▶ [TO DO]:
Repeat the whole listing exactly as written.

▶ [RECORDS FOR THIS TASK]:

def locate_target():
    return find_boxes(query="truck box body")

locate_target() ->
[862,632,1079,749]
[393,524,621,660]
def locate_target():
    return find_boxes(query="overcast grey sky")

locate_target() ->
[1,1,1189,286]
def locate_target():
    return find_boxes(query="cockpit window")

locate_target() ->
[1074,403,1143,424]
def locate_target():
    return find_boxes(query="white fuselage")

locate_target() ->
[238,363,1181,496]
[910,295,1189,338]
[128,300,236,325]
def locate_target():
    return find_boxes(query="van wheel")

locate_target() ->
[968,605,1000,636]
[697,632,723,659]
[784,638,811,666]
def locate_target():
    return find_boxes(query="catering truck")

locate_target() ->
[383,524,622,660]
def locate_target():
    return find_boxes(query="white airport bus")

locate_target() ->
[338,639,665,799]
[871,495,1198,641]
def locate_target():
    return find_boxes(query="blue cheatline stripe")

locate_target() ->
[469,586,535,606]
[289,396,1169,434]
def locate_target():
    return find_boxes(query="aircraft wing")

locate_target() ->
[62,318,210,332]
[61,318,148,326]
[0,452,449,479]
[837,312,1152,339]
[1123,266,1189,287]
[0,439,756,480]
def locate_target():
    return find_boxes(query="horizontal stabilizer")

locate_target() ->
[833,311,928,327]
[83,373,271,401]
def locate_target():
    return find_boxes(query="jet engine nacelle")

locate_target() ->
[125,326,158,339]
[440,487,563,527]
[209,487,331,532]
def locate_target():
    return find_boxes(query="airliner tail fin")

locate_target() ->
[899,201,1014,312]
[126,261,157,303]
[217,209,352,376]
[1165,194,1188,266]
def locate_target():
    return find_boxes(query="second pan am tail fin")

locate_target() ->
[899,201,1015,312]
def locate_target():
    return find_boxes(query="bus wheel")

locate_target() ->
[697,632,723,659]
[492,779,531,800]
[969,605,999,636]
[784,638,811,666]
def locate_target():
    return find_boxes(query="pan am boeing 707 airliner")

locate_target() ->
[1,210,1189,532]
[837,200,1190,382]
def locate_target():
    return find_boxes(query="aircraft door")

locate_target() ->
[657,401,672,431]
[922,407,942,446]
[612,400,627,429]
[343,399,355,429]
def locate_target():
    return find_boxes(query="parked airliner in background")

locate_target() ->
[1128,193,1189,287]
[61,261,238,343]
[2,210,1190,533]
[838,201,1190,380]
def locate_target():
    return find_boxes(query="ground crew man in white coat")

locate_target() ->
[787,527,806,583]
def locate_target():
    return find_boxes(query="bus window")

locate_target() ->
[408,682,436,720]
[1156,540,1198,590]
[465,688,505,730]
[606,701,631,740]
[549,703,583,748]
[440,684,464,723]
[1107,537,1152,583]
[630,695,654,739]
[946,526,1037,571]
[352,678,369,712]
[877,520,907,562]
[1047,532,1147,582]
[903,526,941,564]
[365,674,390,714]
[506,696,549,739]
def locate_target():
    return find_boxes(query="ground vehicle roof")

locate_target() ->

▶ [WRITTEN SOLUTION]:
def locate_target():
    return find_boxes(query="truck box body")

locate_target() ->
[862,632,1079,749]
[393,524,621,660]
def locate_target():
    return find_boxes(query="overcast grey sky")

locate_target() ->
[1,1,1189,286]
def locate_target():
    return find_boxes(query="cockpit window")

locate_target() ->
[1074,403,1143,424]
def locate_target():
    return find_boxes(query="white fuselage")

locate_target() ->
[238,363,1181,496]
[910,295,1189,338]
[128,300,236,325]
def locate_target():
    return find_boxes(query="van wheel")

locate_target() ->
[968,605,1000,636]
[697,632,723,659]
[784,638,811,666]
def locate_target():
    return find_boxes(query="catering truck")

locate_target() ->
[383,524,622,660]
def locate_target():
    return find_boxes(query="white airport bus")

locate_target() ->
[338,639,665,799]
[871,495,1198,641]
def locate_target():
    return find_boxes(query="blue cheatline stripe")

locate_target() ->
[469,586,535,606]
[289,396,1169,434]
def locate_target():
    return find_boxes(query="aircraft wing")

locate_target() ->
[62,318,210,332]
[61,318,148,326]
[0,452,449,479]
[837,312,1152,339]
[1123,266,1189,287]
[0,439,756,480]
def locate_target():
    return find_boxes(query="horizontal stabilizer")

locate_target() ->
[833,311,928,327]
[83,373,271,401]
def locate_target():
    return find_boxes(query="jet engine nacelle")

locate_target() ->
[125,326,158,339]
[440,487,563,527]
[209,487,331,532]
def locate_target():
    return find_boxes(query="airliner tail fin")

locate_target() ->
[899,201,1014,312]
[126,261,157,303]
[217,209,352,376]
[1165,194,1188,266]
def locate_target():
    return find_boxes(query="second pan am tail fin")

locate_target() ->
[899,201,1015,312]
def locate_target():
    return find_boxes(query="bus wheel")

locate_target() ->
[697,632,723,659]
[492,779,531,800]
[969,605,999,636]
[784,638,811,666]
def locate_target():
    return find_boxes(query="pan am boeing 707 airliner")

locate_target() ->
[1,210,1189,532]
[837,200,1190,382]
def locate_target():
    return find_boxes(query="aircraft door")

locate_target() ->
[657,401,672,431]
[922,407,942,446]
[612,400,627,429]
[343,399,355,429]
def locate_target():
    return find_boxes(query="parked airliner in background")

locate_target() ->
[1128,193,1189,287]
[61,261,238,343]
[2,210,1190,533]
[838,201,1190,380]
def locate_target():
    return find_boxes(query="ground crew man in white coat")

locate_target() ->
[787,527,806,583]
def locate_target():
    return find_boxes(query="bus window")

locate_target() ->
[408,682,436,720]
[1156,540,1198,590]
[465,688,505,730]
[606,701,631,740]
[549,703,583,748]
[440,684,464,723]
[1107,537,1152,583]
[630,695,654,739]
[946,526,1037,571]
[352,678,369,712]
[877,520,907,562]
[1047,532,1147,582]
[903,526,941,564]
[365,674,390,714]
[506,696,549,739]
def locate_target():
    return find_boxes(query="ground vehicle roof")

locate_target() ->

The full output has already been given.